__EXERCISE TEXT__
Segment Open
Yoon’s stance on business similarly reflected how close relations with the U.S., growing anxieties regarding China’s influence and intentions, and pride in South Korea’s international contributions are altogether playing into concerns about domestic policies and foreign investment.

“What’s clear is that Yoon Suk-yeol will use more business and enterprise-friendly policies,” Shin Dong-cheon, an emeritus professor of economics at Yonsei University and the former dean of the university’s College of Commerce and Economics, tells Forbes.

In addition to lowering capital gains and property ownership taxes, Yoon has said he will abolish a planned new tax for people who earned 50 million won from stock investments, to be effective next year.

Yoon’s history in tackling corruption, particularly in South Korea’s huge family-run conglomerates known as chaebol, was tempered by his affiliation with the People Power Party. While Yoon commented in 2019 that his mission was to take down the chaebols, as they controlled most of South Korea’s economy and wealth, he abstained from extreme comments on the campaign trail.

Shin says that Yoon was unlikely to adopt a radical stance towards China, despite his interest in deploying an additional U.S. Terminal High Altitude Area Defense (Thaad) in South Korea to counter North Korea. In 2017, Moon deployed Thaad in South Korea, which China viewed as a threat.

“Considering China’s market size, its importance in the global supply chain and Korea’s trade relations with China, it’s unthinkable for Korea to participate in an open and aggressive stance against China,” says Shin.

China is the largest market for many South Korean companies. At the start of the pandemic, China accounted for 24.3% of South Korea’s exports, according to a report from business lobby group Federation of Korean Industries.

In addition to another Thaad system, Yoon has indicated signs of risking new economic retaliation from China, including eliminating the “strategic ambiguity” between ties with Washington and Beijing–but foreign policy aides have said that Yoon aims to “reset” testy diplomatic ties with China by promoting more regular security dialogue.
Segment Closed
__INFORMATION__
Segment Open
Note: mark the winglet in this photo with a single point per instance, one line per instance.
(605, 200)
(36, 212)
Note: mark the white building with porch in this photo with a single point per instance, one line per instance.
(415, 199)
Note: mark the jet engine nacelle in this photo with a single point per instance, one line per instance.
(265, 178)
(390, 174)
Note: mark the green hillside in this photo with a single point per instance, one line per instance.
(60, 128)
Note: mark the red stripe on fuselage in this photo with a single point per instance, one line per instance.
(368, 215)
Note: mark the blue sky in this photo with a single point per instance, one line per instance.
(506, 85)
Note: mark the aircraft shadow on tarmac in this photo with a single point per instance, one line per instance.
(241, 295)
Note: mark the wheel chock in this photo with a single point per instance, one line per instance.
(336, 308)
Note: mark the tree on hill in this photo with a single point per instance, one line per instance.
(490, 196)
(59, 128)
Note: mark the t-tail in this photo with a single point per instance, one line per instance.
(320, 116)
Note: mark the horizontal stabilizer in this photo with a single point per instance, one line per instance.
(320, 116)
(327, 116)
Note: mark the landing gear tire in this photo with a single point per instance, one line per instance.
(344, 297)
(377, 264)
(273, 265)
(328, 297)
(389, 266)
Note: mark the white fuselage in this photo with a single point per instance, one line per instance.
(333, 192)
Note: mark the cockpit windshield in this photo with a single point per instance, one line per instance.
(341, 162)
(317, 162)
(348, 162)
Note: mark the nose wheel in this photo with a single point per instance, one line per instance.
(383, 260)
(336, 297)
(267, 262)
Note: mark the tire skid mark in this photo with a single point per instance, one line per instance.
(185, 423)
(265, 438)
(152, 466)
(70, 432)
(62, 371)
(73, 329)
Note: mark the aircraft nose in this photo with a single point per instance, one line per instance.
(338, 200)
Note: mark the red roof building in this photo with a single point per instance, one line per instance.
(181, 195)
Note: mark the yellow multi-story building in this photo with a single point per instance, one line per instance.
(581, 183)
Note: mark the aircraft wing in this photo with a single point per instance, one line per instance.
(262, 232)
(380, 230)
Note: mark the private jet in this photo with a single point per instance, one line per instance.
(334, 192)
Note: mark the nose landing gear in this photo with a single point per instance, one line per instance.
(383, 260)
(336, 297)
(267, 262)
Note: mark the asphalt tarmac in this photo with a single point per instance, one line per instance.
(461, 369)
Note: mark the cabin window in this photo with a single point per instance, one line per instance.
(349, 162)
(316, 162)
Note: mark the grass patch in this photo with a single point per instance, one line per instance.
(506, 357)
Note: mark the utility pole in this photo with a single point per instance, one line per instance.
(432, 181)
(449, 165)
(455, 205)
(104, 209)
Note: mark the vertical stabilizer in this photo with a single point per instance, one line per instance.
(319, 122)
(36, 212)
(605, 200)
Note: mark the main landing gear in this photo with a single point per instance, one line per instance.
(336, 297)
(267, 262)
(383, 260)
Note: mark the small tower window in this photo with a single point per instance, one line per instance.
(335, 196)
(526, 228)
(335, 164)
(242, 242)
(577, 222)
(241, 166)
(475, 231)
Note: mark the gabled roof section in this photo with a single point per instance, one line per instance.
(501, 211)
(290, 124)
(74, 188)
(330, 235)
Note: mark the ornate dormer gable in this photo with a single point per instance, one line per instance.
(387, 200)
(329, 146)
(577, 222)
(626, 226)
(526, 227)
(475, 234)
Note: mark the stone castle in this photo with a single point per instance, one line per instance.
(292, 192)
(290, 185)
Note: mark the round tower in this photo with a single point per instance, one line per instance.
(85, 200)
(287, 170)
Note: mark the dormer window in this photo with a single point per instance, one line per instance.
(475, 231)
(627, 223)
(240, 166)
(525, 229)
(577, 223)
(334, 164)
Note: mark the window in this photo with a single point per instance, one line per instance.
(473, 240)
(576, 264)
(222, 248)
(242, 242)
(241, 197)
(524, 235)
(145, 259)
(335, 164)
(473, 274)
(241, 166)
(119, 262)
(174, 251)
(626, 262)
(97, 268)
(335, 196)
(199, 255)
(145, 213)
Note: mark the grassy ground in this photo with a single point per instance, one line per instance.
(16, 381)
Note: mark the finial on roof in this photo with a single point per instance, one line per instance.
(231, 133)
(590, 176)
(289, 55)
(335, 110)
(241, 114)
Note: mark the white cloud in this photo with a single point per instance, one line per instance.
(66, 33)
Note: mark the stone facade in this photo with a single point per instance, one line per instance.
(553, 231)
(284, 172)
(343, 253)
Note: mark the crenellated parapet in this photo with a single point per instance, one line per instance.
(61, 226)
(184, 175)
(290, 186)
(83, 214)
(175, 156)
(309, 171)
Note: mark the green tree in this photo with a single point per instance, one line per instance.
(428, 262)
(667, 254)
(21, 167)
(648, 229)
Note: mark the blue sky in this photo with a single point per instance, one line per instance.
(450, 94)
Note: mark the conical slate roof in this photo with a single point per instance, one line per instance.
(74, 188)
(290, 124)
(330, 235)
Segment Closed
__TASKS TO COMPLETE__
a. In the passage on Yoon Suk-yeol, what share of South Korea's exports did China account for at the start of the pandemic?
b. Write a continuation of the passage on Yoon Suk-yeol, starting after its final sentence.

__EXERCISE RESULTS__
a. 24.3%

b.
On an international scale, foreign domestic investment in South Korean businesses reached an all-time high of $29.51 billion in 2021, according to government data. That compares with $20.7 billion a year earlier, based on reports from Korea’s Ministry of Trade, Industry and Energy.

Yoon’s top economic advisor Kim So-young, an economics professor at Seoul National University, told local media that Yoon would attract further investments by fostering innovation in the country.

“The government’s role is inducing people to start new businesses in innovative areas of high demand and better prospects of profits like digital health care, Korean cultural content and digital education,” Kim said.

Part of this innovation lies in cryptocurrency. On the campaign trail, Yoon also announced plans to deregulate the cryptocurrency industry, announcing at a conference in January that he would overhaul regulations that are “far from reality and unreasonable” in order to realize the potential of cryptocurrency.

The former prosecutor also proposed raising the tax threshold for cryptocurrency investments from the current 2.5 million won to 50 million won, equalling that of equities. Yoon’s crypto-friendly stance, which contrasts with rival Lee’s more measured approach to cryptocurrency, bodes well for investment into the field.

As South Korea emerges from the pandemic, its economic performance has risen to pre-pandemic levels, according to the OECD. Still, the OECD expects South Korea’s GDP growth to slow to 3 per cent in 2022, raising questions about the future of South Korea’s recovery–now in Yoon’s hands.